▶ Task goal
A verbatim copy of the records is required, with all pictures left out.

(Point-per-instance localization data)
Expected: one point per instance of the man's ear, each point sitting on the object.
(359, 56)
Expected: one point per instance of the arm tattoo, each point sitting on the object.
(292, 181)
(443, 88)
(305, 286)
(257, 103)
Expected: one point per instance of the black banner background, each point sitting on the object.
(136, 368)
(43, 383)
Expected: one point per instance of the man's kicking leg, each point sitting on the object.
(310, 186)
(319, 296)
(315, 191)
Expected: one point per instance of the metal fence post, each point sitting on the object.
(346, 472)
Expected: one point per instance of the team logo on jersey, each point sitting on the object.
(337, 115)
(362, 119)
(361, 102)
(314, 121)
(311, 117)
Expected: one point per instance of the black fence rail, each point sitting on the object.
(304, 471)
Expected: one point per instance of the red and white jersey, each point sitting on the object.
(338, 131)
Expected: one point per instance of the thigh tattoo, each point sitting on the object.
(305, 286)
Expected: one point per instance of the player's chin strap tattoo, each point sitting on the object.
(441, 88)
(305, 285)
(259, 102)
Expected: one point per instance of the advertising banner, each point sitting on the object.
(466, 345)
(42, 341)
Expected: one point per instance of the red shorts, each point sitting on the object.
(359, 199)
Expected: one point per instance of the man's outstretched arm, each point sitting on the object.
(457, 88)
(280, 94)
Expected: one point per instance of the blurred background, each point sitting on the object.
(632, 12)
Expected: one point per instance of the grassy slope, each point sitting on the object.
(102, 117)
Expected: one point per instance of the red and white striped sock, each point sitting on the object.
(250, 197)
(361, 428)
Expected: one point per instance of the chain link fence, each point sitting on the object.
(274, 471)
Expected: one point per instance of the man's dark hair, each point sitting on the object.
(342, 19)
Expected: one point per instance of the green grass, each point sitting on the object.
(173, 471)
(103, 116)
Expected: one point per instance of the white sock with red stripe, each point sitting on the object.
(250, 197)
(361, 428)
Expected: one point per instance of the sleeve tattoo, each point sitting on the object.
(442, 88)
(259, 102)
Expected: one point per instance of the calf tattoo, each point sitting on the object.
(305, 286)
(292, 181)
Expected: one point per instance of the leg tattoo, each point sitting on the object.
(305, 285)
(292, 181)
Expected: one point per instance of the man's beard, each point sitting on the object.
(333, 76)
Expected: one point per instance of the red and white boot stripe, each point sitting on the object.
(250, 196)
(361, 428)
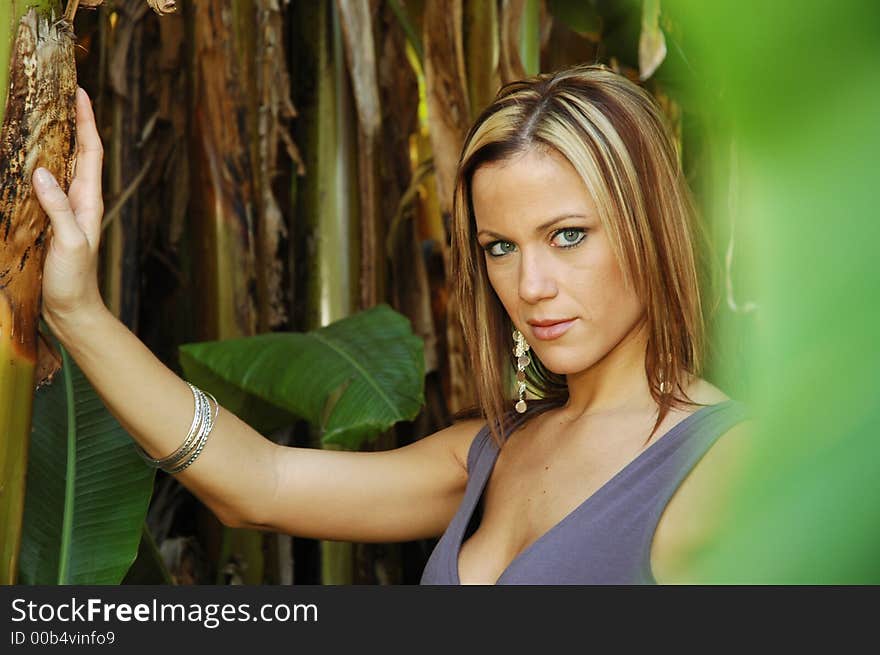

▶ Solution for this exercise
Expected: one point per instance of the man's ear, each point sitting on the object.
(359, 56)
Expected: one point per instance of the arm tattoo, each point sitting on the object.
(292, 181)
(443, 88)
(305, 286)
(257, 103)
Expected: one point per instance of the black banner background, each point sitting on the object.
(136, 368)
(43, 383)
Expected: one point per instance of the man's kicking leg, each point sitting on the object.
(310, 186)
(319, 296)
(315, 191)
Expected: one point per instance of the metal fence post, each point sitting on the object.
(346, 472)
Expected: one point per instance of the team logo on jersey, each point sitting on the object.
(337, 115)
(362, 119)
(361, 102)
(314, 121)
(311, 117)
Expected: one point per instance of the black fence rail, each point sitting on the object.
(304, 471)
Expected: one point per instance of the red and white jersey, each point sitting on the object.
(338, 131)
Expected: one point per instance of the thigh tattoo, each point sitting on the object.
(305, 286)
Expected: one point per instance of the player's chin strap tattoo, each point sitting on the object.
(441, 88)
(305, 285)
(259, 102)
Expected: one point per instance of the advertising banner, each point sitting on the object.
(466, 345)
(42, 341)
Expected: one point per instance of the red shorts, each point sitting on the object.
(359, 199)
Expected: one point per instance of the man's outstretched arm, each point sitting on the object.
(457, 88)
(280, 94)
Expected: one point per instance of the blurred background, each point sitting on the object.
(632, 12)
Expected: one point per instance of the grassy slope, each point sitting on the object.
(102, 117)
Expected: one point per instance of the red and white striped sock, each point sitting on the object.
(250, 197)
(361, 428)
Expected: one point per instance of the chain link fence, each point sitting on the object.
(274, 471)
Expected: one point per instance of the man's dark hair, each point sitting on the object.
(342, 19)
Expected: one point per instance of the green grass, each point sitting on the object.
(173, 471)
(103, 116)
Expected: one point per instance of the white sock with red stripe, each point sitting on the object.
(250, 197)
(361, 428)
Expected: one point per instance of the sleeve tattoo, each point sitting on the object.
(442, 88)
(259, 102)
Expected: one point per instance of the calf tattoo, each point sitting on the object.
(305, 286)
(292, 181)
Expected: one point per instance of the leg tattoo, each point sitting on the object.
(305, 285)
(292, 181)
Expected: one point per instance of the man's beard, each point sitting on the object.
(333, 76)
Expected: one point per instance of the red and white boot stripe, each point sitting on the object.
(250, 196)
(361, 428)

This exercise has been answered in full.